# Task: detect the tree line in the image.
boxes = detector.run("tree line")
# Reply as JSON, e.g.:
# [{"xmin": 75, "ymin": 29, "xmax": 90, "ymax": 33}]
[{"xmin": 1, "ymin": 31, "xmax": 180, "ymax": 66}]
+---+
:: ABOUT THIS TASK ::
Return each line of the records above exactly as it reads.

:: RESPONSE BOX ::
# Task: detect the tree line in the image.
boxes = detector.run("tree line")
# Reply as JSON, e.g.:
# [{"xmin": 75, "ymin": 29, "xmax": 90, "ymax": 33}]
[{"xmin": 1, "ymin": 31, "xmax": 180, "ymax": 66}]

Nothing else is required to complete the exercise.